━━ INPUT FOR THIS TASK ━━

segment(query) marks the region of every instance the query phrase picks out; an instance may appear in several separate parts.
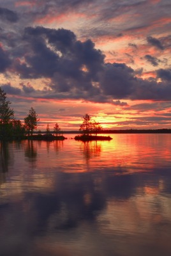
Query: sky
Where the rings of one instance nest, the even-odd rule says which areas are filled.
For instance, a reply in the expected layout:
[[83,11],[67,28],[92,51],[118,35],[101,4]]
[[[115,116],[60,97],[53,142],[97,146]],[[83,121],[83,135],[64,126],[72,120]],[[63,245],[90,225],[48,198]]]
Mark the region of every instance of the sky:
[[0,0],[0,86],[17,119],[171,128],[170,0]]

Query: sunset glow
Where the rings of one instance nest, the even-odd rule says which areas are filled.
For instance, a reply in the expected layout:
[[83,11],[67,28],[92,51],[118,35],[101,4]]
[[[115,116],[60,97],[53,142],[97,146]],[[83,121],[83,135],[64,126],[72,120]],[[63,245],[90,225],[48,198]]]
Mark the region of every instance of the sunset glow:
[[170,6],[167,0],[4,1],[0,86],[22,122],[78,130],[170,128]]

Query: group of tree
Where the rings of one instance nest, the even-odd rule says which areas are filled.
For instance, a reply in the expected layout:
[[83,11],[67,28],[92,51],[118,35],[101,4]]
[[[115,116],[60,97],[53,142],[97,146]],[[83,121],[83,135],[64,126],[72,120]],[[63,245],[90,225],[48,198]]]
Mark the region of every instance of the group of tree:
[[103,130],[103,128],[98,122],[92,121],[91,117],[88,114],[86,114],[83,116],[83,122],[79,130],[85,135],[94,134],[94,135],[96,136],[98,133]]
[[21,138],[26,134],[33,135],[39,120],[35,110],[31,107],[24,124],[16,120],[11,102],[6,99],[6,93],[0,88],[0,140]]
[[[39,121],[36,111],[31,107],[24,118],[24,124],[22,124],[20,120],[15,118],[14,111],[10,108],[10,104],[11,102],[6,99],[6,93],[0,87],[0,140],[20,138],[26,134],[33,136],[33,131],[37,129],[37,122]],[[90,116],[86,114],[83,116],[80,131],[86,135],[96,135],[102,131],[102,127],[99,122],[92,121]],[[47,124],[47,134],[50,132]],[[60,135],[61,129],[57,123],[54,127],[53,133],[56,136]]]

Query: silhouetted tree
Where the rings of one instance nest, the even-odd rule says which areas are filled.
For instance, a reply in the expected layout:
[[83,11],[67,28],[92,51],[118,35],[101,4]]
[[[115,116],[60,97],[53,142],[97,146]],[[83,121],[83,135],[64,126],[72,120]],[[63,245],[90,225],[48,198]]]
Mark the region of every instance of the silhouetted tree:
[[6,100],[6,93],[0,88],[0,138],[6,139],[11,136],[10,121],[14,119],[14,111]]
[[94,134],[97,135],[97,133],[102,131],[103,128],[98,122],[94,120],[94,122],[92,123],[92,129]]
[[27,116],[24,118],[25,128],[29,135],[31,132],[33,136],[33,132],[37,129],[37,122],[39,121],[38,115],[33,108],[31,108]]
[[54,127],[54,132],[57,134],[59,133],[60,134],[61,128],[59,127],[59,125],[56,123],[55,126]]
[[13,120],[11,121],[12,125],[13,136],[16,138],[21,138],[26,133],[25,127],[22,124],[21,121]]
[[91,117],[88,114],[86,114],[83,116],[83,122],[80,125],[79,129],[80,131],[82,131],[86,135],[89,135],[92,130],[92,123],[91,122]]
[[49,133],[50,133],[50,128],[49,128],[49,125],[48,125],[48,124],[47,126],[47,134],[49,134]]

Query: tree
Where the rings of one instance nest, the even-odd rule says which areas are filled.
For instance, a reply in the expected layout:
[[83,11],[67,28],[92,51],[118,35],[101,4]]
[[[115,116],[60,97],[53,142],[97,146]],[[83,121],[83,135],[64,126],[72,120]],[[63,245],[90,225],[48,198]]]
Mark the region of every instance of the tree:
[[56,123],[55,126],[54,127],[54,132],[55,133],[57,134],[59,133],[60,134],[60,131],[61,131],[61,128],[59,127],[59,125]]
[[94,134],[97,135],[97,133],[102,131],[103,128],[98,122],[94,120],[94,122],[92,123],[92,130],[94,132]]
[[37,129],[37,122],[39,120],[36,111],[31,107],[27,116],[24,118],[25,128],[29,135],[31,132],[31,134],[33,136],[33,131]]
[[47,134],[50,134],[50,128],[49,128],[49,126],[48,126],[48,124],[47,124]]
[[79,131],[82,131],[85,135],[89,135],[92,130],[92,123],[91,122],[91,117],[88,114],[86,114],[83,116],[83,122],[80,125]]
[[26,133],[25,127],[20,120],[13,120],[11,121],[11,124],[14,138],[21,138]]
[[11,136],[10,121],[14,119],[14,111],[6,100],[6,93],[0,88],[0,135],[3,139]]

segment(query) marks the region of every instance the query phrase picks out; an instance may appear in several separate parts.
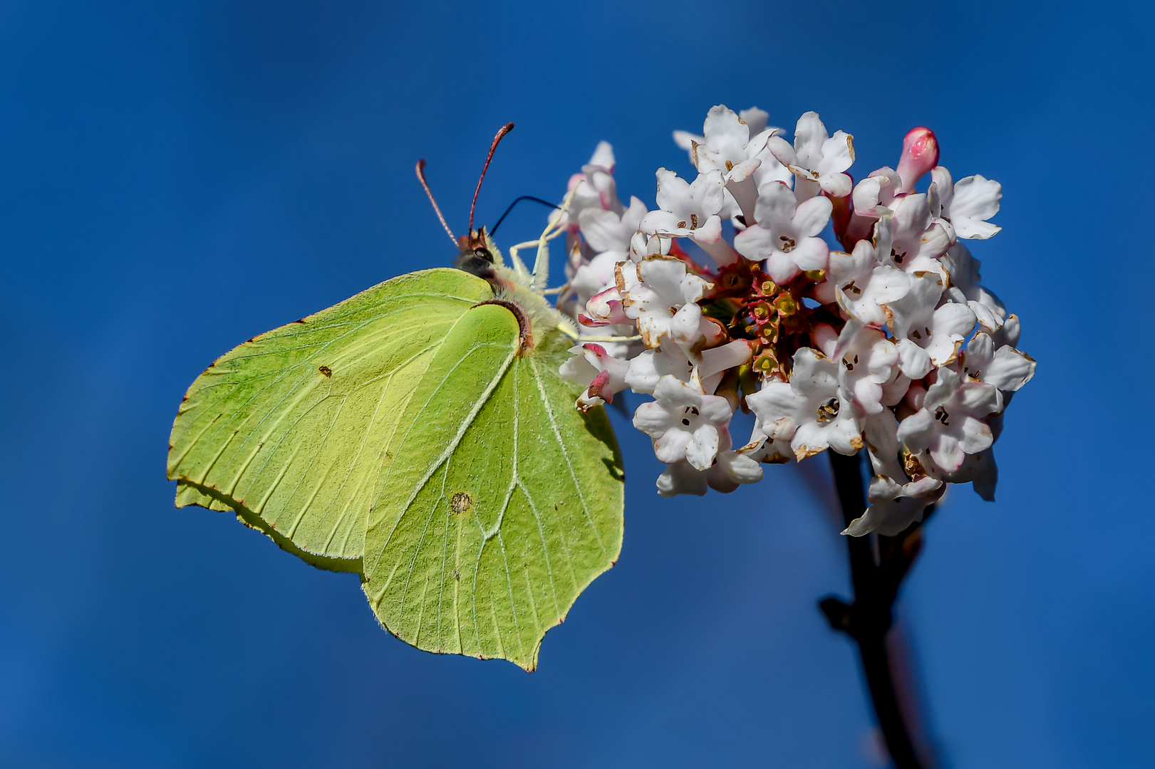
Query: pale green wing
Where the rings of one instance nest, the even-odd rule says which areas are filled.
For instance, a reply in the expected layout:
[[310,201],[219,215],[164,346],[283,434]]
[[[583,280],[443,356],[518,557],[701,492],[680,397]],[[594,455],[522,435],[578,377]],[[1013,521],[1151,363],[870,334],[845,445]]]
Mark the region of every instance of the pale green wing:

━━━

WRITTEN PROBLEM: Copy out every one of the entries above word for word, leaving out the pictures.

OUTPUT OF THE TASK:
segment(query) marks the region of every instance the query phrase picks out; an instance may appear in several separate parts.
Query: sky
Where the rings of one instance nest, the even-odd rule says which areas are filled.
For instance, a reply in the expected layout:
[[83,11],[67,28],[92,51],[118,35],[101,4]]
[[[115,116],[60,97],[53,142],[97,146]],[[83,121],[83,135],[64,126],[72,120]],[[63,245],[90,225],[48,198]]]
Mark the region of every instance of the sky:
[[0,0],[0,86],[17,119],[171,128],[170,0]]

Query: sunset glow
Where the rings of one instance nest, the even-odd rule says which areas are filled.
For instance, a reply in the expected layout:
[[83,11],[67,28],[92,51],[118,35],[101,4]]
[[[115,116],[60,97],[53,142],[97,146]],[[83,121],[83,135],[64,126],[72,120]],[[63,245],[90,225],[48,198]]]
Mark the region of every instance of the sunset glow:
[[170,6],[167,0],[4,1],[0,86],[22,122],[78,130],[170,128]]

Query: group of tree
Where the rings of one instance nest, the even-odd rule says which areas are filled.
For instance, a reply in the expected layout:
[[83,11],[67,28],[92,51],[118,35],[101,4]]
[[[115,116],[60,97],[53,142],[97,146]],[[83,121],[83,135],[64,126],[72,120]],[[63,245],[90,225],[48,198]]]
Mark the region of every instance of the group of tree:
[[103,130],[103,128],[98,122],[92,121],[91,117],[88,114],[86,114],[83,116],[83,122],[79,130],[85,135],[94,134],[94,135],[96,136],[98,133]]
[[21,138],[26,134],[33,135],[39,120],[35,110],[31,107],[24,124],[16,120],[11,102],[6,99],[6,93],[0,88],[0,140]]
[[[39,121],[36,111],[31,107],[24,118],[24,124],[22,124],[20,120],[15,118],[14,111],[10,108],[10,104],[11,102],[6,99],[6,93],[0,87],[0,140],[20,138],[26,134],[33,136],[33,131],[37,129],[37,122]],[[90,116],[86,114],[83,116],[80,131],[86,135],[96,135],[102,131],[102,127],[99,122],[92,121]],[[47,124],[47,134],[50,132]],[[60,135],[61,129],[57,123],[54,127],[53,133],[56,136]]]

Query: silhouetted tree
Where the rings of one instance nest, the even-odd rule says which areas are filled.
For instance, a reply in the expected layout:
[[83,11],[67,28],[92,51],[118,35],[101,4]]
[[[115,116],[60,97],[53,142],[97,146]],[[83,121],[83,135],[64,126],[72,120]],[[63,245],[90,225],[48,198]]]
Mark the region of every instance of the silhouetted tree:
[[6,100],[6,93],[0,88],[0,138],[6,139],[11,136],[10,121],[14,119],[14,111]]
[[94,134],[97,135],[97,133],[102,131],[103,128],[98,122],[94,120],[94,122],[92,123],[92,129]]
[[27,116],[24,118],[25,128],[29,135],[31,132],[33,136],[33,132],[37,129],[37,122],[39,121],[38,115],[33,108],[31,108]]
[[54,127],[54,132],[57,134],[59,133],[60,134],[61,128],[59,127],[59,125],[56,123],[55,126]]
[[13,120],[11,121],[12,125],[13,136],[16,138],[21,138],[26,133],[25,127],[22,124],[21,121]]
[[91,117],[88,114],[86,114],[83,116],[83,122],[80,125],[79,129],[80,131],[82,131],[86,135],[89,135],[92,130],[92,123],[91,122]]
[[49,133],[50,133],[50,128],[49,128],[49,125],[48,125],[48,124],[47,126],[47,134],[49,134]]

Query: tree
Where the rings of one instance nest, the even-odd rule says which areas are filled.
For instance, a reply in the expected layout:
[[83,11],[67,28],[92,51],[118,35],[101,4]]
[[[115,116],[60,97],[53,142],[97,146]],[[83,121],[83,135],[64,126],[72,120]],[[63,245],[90,225],[48,198]]]
Mark the region of every instance of the tree:
[[56,123],[55,126],[54,127],[54,132],[55,133],[57,134],[59,133],[60,134],[60,131],[61,131],[61,128],[59,127],[59,125]]
[[94,134],[97,135],[97,133],[102,131],[103,128],[98,122],[94,120],[94,122],[92,123],[92,130],[94,132]]
[[37,129],[37,122],[39,120],[36,111],[31,107],[27,116],[24,118],[25,128],[29,135],[31,132],[31,134],[33,136],[33,131]]
[[47,134],[50,134],[50,128],[49,128],[49,126],[48,126],[48,124],[47,124]]
[[79,131],[82,131],[85,135],[89,135],[92,130],[92,123],[91,122],[91,117],[88,114],[86,114],[83,116],[83,122],[80,125]]
[[26,133],[25,127],[20,120],[13,120],[11,121],[11,124],[14,138],[21,138]]
[[11,136],[10,121],[14,119],[14,111],[6,100],[6,93],[0,88],[0,135],[3,139]]

segment(query) marks the region of every instance the query phrase picks out; an instance may appear in several separate parts.
Query: pale green wing
Where the rings of one instance nest, the even-odd rule says which areas are filled.
For instance, a reply in the expected layout:
[[310,201],[219,215],[164,346],[283,434]]
[[[583,280],[443,356],[518,557],[701,492],[680,397]],[[594,455],[522,435],[578,377]],[[1013,521],[1151,363],[870,334],[845,445]]]
Mark the region of every instance of the pale green wing:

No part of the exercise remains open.